>>>>>
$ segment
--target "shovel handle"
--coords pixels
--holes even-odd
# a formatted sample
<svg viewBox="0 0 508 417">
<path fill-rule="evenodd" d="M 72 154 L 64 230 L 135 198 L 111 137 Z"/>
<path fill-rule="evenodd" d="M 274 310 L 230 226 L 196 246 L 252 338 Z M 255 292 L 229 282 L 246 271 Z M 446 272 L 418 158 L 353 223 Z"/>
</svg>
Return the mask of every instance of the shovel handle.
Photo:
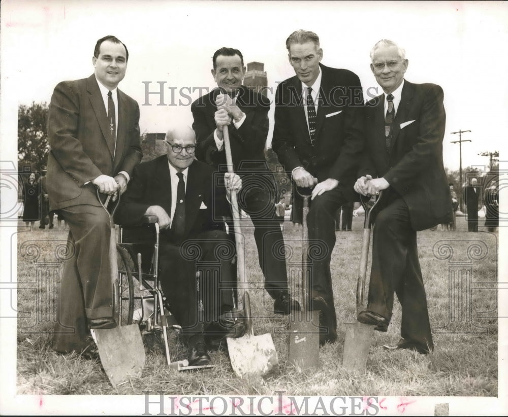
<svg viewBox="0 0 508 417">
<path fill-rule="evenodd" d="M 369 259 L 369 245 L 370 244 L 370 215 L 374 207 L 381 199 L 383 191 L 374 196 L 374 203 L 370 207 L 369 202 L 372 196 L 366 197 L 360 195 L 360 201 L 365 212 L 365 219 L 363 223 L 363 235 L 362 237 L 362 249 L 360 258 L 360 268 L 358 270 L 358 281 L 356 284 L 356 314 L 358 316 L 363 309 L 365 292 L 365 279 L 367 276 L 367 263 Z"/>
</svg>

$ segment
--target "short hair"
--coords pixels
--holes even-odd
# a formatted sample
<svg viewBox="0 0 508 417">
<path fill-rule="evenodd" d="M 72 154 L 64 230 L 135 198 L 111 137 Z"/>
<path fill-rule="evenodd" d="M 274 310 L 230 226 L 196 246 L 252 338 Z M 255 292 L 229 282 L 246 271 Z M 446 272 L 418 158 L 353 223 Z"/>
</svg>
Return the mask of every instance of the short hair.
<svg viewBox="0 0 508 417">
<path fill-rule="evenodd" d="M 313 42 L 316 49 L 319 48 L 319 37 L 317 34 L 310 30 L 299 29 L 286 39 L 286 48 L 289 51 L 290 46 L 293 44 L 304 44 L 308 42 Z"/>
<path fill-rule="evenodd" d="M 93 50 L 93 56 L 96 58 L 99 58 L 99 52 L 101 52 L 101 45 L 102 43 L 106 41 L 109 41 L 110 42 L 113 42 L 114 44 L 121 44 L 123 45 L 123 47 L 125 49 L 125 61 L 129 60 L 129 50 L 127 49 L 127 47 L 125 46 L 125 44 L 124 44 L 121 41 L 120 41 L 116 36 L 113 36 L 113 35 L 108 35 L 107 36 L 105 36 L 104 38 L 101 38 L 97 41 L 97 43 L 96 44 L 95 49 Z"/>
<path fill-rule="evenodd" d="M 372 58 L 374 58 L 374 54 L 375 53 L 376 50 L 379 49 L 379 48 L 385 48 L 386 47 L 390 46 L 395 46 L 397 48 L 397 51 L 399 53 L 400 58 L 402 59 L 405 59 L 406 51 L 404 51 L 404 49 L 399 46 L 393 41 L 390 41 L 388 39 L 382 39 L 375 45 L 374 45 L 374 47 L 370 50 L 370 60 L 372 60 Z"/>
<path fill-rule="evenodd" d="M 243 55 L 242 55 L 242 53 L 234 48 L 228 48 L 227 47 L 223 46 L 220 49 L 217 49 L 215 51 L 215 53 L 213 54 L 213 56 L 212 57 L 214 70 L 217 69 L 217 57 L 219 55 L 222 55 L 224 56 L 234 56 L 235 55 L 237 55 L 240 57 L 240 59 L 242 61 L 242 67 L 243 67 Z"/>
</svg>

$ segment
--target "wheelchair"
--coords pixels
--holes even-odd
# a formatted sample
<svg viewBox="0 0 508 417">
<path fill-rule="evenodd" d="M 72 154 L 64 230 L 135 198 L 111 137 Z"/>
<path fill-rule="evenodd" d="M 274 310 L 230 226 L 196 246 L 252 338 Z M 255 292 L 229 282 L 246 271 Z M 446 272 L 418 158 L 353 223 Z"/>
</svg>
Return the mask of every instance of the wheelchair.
<<<<<
▶ SET PROBLEM:
Without including any pictures, reproduce the listing exactly.

▶ FULL SOLUTION:
$ segment
--target "shovel handle"
--coords pixels
--holes even-odd
# a formatted sample
<svg viewBox="0 0 508 417">
<path fill-rule="evenodd" d="M 72 154 L 64 230 L 135 198 L 111 137 Z"/>
<path fill-rule="evenodd" d="M 274 310 L 230 226 L 196 246 L 252 338 Z M 255 292 L 229 282 L 246 271 Z M 446 272 L 418 158 L 353 223 Z"/>
</svg>
Return the mask of every instance of the shovel handle.
Photo:
<svg viewBox="0 0 508 417">
<path fill-rule="evenodd" d="M 369 259 L 369 245 L 370 244 L 370 215 L 374 207 L 381 199 L 383 191 L 374 196 L 374 203 L 370 207 L 369 202 L 372 196 L 366 197 L 360 195 L 360 201 L 365 212 L 365 219 L 363 223 L 363 235 L 362 237 L 362 249 L 360 258 L 360 268 L 358 270 L 358 281 L 356 284 L 356 314 L 358 316 L 363 309 L 365 292 L 365 279 L 367 276 L 367 263 Z"/>
</svg>

$ segment
--target "short hair"
--coords pixels
--holes even-odd
# a formatted sample
<svg viewBox="0 0 508 417">
<path fill-rule="evenodd" d="M 72 154 L 64 230 L 135 198 L 111 137 Z"/>
<path fill-rule="evenodd" d="M 274 310 L 230 226 L 196 246 L 252 338 Z M 255 292 L 229 282 L 246 271 Z M 446 272 L 418 158 L 353 223 Z"/>
</svg>
Return the mask of every instance of the short hair.
<svg viewBox="0 0 508 417">
<path fill-rule="evenodd" d="M 313 42 L 316 49 L 319 48 L 319 37 L 317 34 L 310 30 L 299 29 L 286 39 L 286 48 L 289 51 L 290 46 L 293 44 L 304 44 L 308 42 Z"/>
<path fill-rule="evenodd" d="M 93 50 L 93 56 L 96 58 L 99 58 L 99 52 L 101 52 L 101 45 L 102 43 L 106 41 L 109 41 L 110 42 L 113 42 L 114 44 L 121 44 L 123 45 L 123 47 L 125 49 L 125 61 L 129 60 L 129 50 L 127 49 L 127 47 L 125 46 L 125 44 L 124 44 L 121 41 L 120 41 L 116 36 L 113 36 L 113 35 L 108 35 L 107 36 L 105 36 L 104 38 L 101 38 L 97 41 L 97 43 L 96 44 L 95 49 Z"/>
<path fill-rule="evenodd" d="M 372 58 L 374 58 L 374 54 L 375 53 L 376 50 L 379 49 L 379 48 L 385 48 L 386 47 L 390 46 L 395 46 L 397 48 L 397 51 L 399 53 L 400 58 L 402 59 L 405 59 L 406 51 L 404 51 L 404 49 L 399 46 L 393 41 L 390 41 L 388 39 L 382 39 L 375 45 L 374 45 L 374 47 L 370 50 L 370 60 L 372 60 Z"/>
<path fill-rule="evenodd" d="M 243 55 L 242 55 L 242 53 L 234 48 L 228 48 L 227 47 L 223 46 L 220 49 L 217 49 L 215 51 L 215 53 L 213 54 L 213 56 L 212 57 L 214 70 L 217 69 L 217 57 L 219 55 L 222 55 L 224 56 L 234 56 L 235 55 L 237 55 L 240 57 L 240 59 L 242 61 L 242 67 L 243 67 Z"/>
</svg>

$ segment
--target "wheelchair"
--coords pixels
--holes even-odd
# a formatted sample
<svg viewBox="0 0 508 417">
<path fill-rule="evenodd" d="M 72 154 L 64 230 L 135 198 L 111 137 Z"/>
<path fill-rule="evenodd" d="M 274 310 L 230 226 L 196 246 L 252 338 Z M 255 292 L 229 282 L 246 271 Z M 446 272 L 418 158 L 353 223 Z"/>
</svg>
Return the mask of every instance of the wheelchair.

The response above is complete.